» **ARTÍCULO**:
________________

Shaw vencía en el arte de la dramatización de su causa, pero Chesterton le vencía en la sutileza que infundía al argumento de la suya.

Como si quisiera compensarle de la monstruosa corpulencia que levantó sobre sus pies, el Creador dotó el cerebro de Chesterton con el más ágil, elástico, fino entendimiento que puso en ninguno de nuestros contemporáneos. Era tan gigantesco y pingüe que le llamaron “monumento andante de Londres”, y en una ocasión, durante un banquete en su honor, Bernard Shaw dijo a la hora de los discursos: “Tan galante es nuestro agasajado, señores, que esta misma mañana les dejó su asiento en el tranvía a tres señoras”.

Fantasía o imaginación no iban a la zaga de su figura en cuanto a exuberancia.

Aunque, superficialmente considerada, la obra de Chesterton aparece sólo como un intento ingenioso de encontrar la verdad por procedimientos originales en los que el ingenio y la originalidad semejan lo principal y la verdad lo secundario, en realidad ocurre todo lo contrario.

Chesterton vivió perpetuamente desasosegado por la idea de la verdad, y sus paradojas no eran sino el doble lazo con que pretendía coger por los cuernos tan elusivo toro.

Su versatilidad estaba propulsada por el mismo desasosiego, el cual le llevaba del verso al artículo de periódico; de éste al ensayo filosófico; del ensayo a la novela teológica, cuando no detectivesca, o al discurso proselitista y a la controversia. La búsqueda de la verdad le condujo al catolicismo en 1922 y, poco después, a la fundación del movimiento distributista, en el que pretendía encarnar su ideología y al que, secundado por su fiel y veterano escudero el escritor casticista Hilario Belloc, dedicara la mayor parte de su astronómica energía durante los diez últimos años.

Chesterton odiaba tanto al capitalismo como al comunismo, porque ambos destruyen igualmente la propiedad privada individual, el ejercicio de los oficios manuales que, para él, constituyen la base de la libertad y el desenvolvimiento espiritual del hombre.

________________

» **REGISTROS PROPORCIONADOS**:
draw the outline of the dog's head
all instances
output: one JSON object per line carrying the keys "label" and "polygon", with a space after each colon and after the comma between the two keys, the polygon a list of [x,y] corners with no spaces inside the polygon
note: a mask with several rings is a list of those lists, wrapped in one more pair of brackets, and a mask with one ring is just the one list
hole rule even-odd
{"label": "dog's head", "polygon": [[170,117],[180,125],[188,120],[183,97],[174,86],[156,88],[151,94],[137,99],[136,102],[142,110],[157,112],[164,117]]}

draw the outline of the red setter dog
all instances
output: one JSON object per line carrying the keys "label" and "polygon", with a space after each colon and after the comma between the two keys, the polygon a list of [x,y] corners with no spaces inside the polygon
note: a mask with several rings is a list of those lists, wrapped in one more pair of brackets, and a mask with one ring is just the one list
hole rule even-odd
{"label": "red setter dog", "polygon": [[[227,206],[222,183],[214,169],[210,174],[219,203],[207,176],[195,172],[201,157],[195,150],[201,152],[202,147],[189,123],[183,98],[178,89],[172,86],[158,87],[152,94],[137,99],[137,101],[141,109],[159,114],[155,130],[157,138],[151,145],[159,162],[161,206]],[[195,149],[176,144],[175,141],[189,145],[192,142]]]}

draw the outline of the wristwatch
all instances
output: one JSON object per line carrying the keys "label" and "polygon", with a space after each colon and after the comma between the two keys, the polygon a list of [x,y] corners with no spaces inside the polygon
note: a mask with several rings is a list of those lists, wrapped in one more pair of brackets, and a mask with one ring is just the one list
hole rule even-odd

________________

» **TAREAS PROPUESTAS**:
1. Traduce al inglés esta oración del artículo sobre Chesterton: "Shaw vencía en el arte de la dramatización de su causa, pero Chesterton le vencía en la sutileza que infundía al argumento de la suya."
2. Según el artículo sobre Chesterton, ¿en qué año lo condujo la búsqueda de la verdad al catolicismo?
3. Prosigue el artículo sobre Chesterton a partir de su última oración.
Los registros no intervienen en nada de esto.

» **RESPUESTAS**:
1. Shaw excelled in the art of dramatizing his cause, but Chesterton surpassed him in the subtlety he brought to the argument for his own.

2. En 1922.

3.
En el imaginario “Reino distributivo" cada individuo es propietario de las herramientas con que trabaja, ejerce su oficio individualmente y posee su vivienda. Para propulsar el triunfo del Estado distributivo, que debe ser alcanzado por los medios constitucionales, "puesto que los ingleses aborrecen la violencia”, Chesterton fundó un semanario, excelente y brillantemente escrito, titulado “G. K’s Weekly”, es decir, “Semanario de Chesterton”, donde colaboraba una pléyade escogida de jóvenes intelectuales católicos.

La concepción chestertoniana de la economía estaba íntimamente vinculada a la que tenía de la libertad.

La libertad abstracta que la Reforma impuso sobre Europa es, según Chesterton, una maldición que ha devorado la libertad concreta que se gozaba anteriormente en los pueblos de la Cristiandad. “La libertad de la postreforma significa esto: cualquiera puede escribir un folleto, cualquiera puede dirigir un partido, cualquiera puede imprimir un periódico, cualquiera puede fundar una secta. El resultado ha sido que nadie posee su propia tienda o sus propias herramientas, que nadie puede beber un vaso de cerveza o apostar a un caballo. Ahora yo les ruego a ustedes, con toda seriedad, que consideren la situación desde el punto de vista del hombre del pueblo. ¿Cuántos seres humanos desean fundar sectas, escribir folletos o dirigir partidos?”.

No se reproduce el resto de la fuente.